All entries are to be reproduced exactly; the pictures are to be omitted.

● ● ● ●

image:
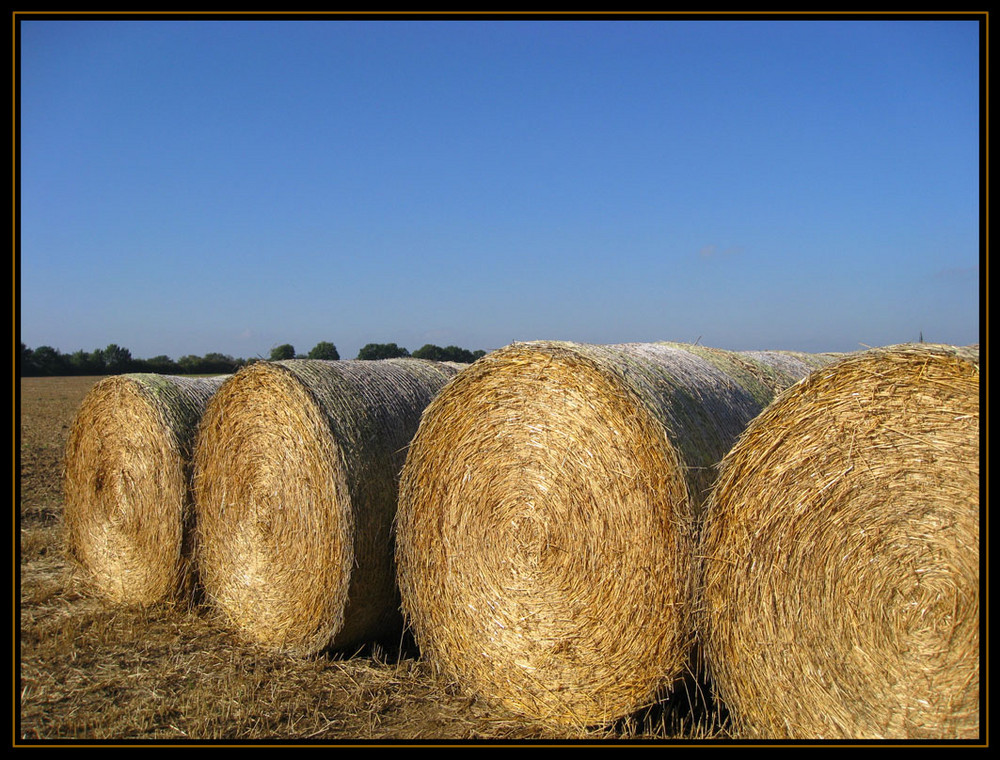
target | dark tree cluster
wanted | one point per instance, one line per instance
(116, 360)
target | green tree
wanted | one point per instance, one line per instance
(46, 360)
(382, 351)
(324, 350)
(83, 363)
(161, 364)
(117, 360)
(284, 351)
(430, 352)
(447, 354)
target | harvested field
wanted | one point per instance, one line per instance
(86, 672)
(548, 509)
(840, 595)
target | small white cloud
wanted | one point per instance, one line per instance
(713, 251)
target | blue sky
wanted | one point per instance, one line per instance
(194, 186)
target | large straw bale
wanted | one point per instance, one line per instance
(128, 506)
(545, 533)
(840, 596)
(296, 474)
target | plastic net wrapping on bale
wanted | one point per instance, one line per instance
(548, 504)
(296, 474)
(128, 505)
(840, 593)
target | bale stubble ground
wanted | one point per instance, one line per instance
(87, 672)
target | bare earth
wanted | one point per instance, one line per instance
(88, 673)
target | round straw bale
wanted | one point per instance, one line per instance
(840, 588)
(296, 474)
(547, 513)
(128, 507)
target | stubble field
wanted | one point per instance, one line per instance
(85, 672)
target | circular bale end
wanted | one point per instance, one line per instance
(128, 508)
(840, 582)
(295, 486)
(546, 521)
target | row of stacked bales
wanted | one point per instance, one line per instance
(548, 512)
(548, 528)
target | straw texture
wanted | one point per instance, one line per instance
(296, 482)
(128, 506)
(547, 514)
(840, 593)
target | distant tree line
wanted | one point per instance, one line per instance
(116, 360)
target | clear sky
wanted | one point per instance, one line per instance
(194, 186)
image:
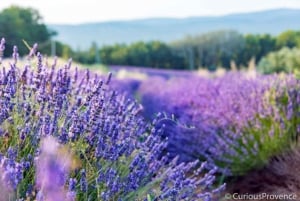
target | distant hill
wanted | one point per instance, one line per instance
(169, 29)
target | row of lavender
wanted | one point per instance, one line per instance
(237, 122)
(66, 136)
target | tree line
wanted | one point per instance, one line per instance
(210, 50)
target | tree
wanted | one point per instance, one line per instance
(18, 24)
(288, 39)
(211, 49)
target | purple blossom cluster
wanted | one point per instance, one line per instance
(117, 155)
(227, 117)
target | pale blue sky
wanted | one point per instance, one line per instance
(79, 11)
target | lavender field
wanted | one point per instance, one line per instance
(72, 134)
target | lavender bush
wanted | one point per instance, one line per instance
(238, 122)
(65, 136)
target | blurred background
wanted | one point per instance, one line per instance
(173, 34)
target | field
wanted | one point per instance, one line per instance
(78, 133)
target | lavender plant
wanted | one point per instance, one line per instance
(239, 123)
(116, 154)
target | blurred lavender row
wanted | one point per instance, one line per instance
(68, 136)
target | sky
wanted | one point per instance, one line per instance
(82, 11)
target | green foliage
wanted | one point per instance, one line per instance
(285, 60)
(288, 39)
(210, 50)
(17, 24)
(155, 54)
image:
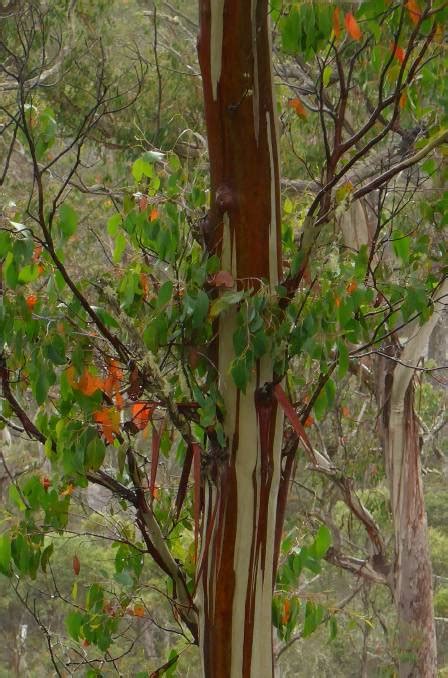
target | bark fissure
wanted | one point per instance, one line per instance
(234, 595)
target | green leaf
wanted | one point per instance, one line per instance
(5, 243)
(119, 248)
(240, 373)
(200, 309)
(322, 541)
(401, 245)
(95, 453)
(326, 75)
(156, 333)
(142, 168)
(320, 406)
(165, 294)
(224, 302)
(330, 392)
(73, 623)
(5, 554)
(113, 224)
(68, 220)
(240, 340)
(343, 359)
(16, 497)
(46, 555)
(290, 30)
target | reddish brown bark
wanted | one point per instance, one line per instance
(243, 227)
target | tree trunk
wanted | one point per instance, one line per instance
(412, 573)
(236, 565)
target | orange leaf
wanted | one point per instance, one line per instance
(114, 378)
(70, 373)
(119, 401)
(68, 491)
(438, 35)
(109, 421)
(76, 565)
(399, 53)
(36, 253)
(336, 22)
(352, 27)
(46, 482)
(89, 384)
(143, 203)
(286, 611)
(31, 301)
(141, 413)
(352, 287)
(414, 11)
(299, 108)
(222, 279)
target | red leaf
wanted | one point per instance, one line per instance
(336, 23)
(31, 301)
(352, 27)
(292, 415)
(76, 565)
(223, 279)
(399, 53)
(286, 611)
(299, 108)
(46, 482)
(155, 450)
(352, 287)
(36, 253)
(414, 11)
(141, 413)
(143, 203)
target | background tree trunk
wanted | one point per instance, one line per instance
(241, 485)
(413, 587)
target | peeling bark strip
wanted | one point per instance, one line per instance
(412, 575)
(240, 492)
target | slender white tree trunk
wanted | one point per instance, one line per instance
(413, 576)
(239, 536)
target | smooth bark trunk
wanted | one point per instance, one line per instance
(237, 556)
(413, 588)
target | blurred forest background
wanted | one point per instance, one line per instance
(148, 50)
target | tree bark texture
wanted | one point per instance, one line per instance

● ● ● ●

> _Task answer_
image:
target | dark tree cluster
wanted | one point per instance, one line per instance
(116, 360)
target | green tree
wanted | one point per instance, one line per instance
(46, 360)
(382, 351)
(324, 350)
(83, 363)
(161, 364)
(117, 360)
(284, 351)
(430, 352)
(447, 354)
target | harvested field
wanted | one point per instance, one line per instance
(86, 672)
(548, 509)
(840, 595)
target | small white cloud
wanted | one point per instance, one line per instance
(713, 251)
target | blue sky
wanted | one point per instance, one line per instance
(194, 186)
target | large straw bale
wanted | one point per instance, one line per instance
(128, 506)
(545, 533)
(840, 596)
(296, 474)
target | plastic net wrapping on bale
wanted | one point per instance, one line per instance
(548, 504)
(296, 474)
(128, 505)
(840, 593)
target | bale stubble ground
wanted | one point per instance, one line per instance
(87, 672)
target | bare earth
wanted | one point per instance, one line per instance
(88, 673)
target | round straw bale
wanted | one point per instance, one line per instance
(840, 588)
(296, 474)
(547, 513)
(128, 507)
target | stubble field
wanted | one point per instance, one line per instance
(85, 672)
target | circular bale end
wanted | one point per instance, one line per instance
(128, 508)
(840, 582)
(295, 486)
(546, 521)
target | row of stacked bales
wanted | one point per instance, one line per instance
(548, 512)
(548, 528)
target | straw texture
wanted | one point per instance, one line per instance
(296, 482)
(128, 506)
(547, 514)
(840, 593)
target | distant tree line
wanted | one point per instance, one line per instance
(116, 360)
target | clear sky
wanted | one point per instance, one line per instance
(194, 186)
image:
target | distant hill
wanted | one point per instance, one line per instance
(169, 29)
target | row of lavender
wanted | one point per instance, one line per instance
(237, 122)
(66, 136)
target | tree line
wanted | one point per instance, one line per instance
(210, 50)
target | tree
wanted | one point per instance, one line per instance
(18, 24)
(288, 39)
(211, 49)
target | purple blossom cluster
wanted | one point per instance, one line per instance
(117, 155)
(227, 117)
target | pale blue sky
wanted | one point per instance, one line per instance
(79, 11)
target | lavender field
wanted | one point per instance, one line per instance
(72, 134)
target | lavender bush
wanted | one point per instance, one line per instance
(238, 122)
(65, 136)
target | blurred background
wanted | one point per instance, one line per instance
(173, 34)
target | field
wanted | one point per instance, one line per instance
(78, 133)
target | lavender plant
wanted | one point per instance, one line per instance
(239, 123)
(116, 154)
target | blurred lavender row
wanted | one point per instance, one line per instance
(68, 136)
target | sky
wanted | one point per instance, one line per instance
(82, 11)
target | green foliage
wanted | one point per instance, one line per instance
(285, 60)
(288, 39)
(210, 50)
(17, 24)
(155, 54)
image:
target | bark fissure
wanted | one point per instance, one line per instance
(234, 595)
target | green leaf
wanted | one point per instance, one line per instance
(5, 243)
(119, 248)
(240, 373)
(200, 309)
(322, 541)
(401, 245)
(95, 453)
(326, 75)
(156, 333)
(142, 168)
(320, 406)
(165, 294)
(224, 302)
(330, 392)
(73, 623)
(5, 554)
(113, 224)
(68, 220)
(240, 340)
(343, 359)
(16, 497)
(46, 555)
(290, 30)
target | reddish brown bark
wanted | one point per instance, one line per instance
(243, 227)
target | tree trunk
wanted | one point per instance, one line per instance
(412, 573)
(236, 565)
target | orange leaf
wanted | one point per instance, one line per instance
(114, 378)
(70, 373)
(119, 401)
(68, 491)
(438, 35)
(109, 421)
(76, 565)
(399, 53)
(36, 253)
(336, 22)
(352, 27)
(46, 482)
(89, 384)
(143, 203)
(286, 611)
(31, 301)
(141, 413)
(352, 287)
(414, 11)
(299, 108)
(222, 279)
target | red leaf
wanted | one point per instance, one line per instance
(336, 23)
(31, 301)
(352, 27)
(292, 415)
(76, 565)
(223, 279)
(399, 53)
(286, 611)
(299, 108)
(46, 482)
(155, 450)
(352, 287)
(36, 253)
(414, 11)
(141, 413)
(143, 203)
target | background tree trunk
wanted | one point per instance, one line per instance
(241, 485)
(413, 587)
target | peeling bark strip
wanted | one point per instance, one line per instance
(412, 575)
(240, 492)
target | slender white tree trunk
wanted | one point per instance, one line per instance
(413, 576)
(239, 536)
target | smooth bark trunk
wanted | one point per instance, one line per instance
(237, 556)
(413, 588)
target | blurred forest background
wanted | one point per instance, one line per instance
(148, 50)
target | tree bark texture
wanted | one point per instance, one line per instance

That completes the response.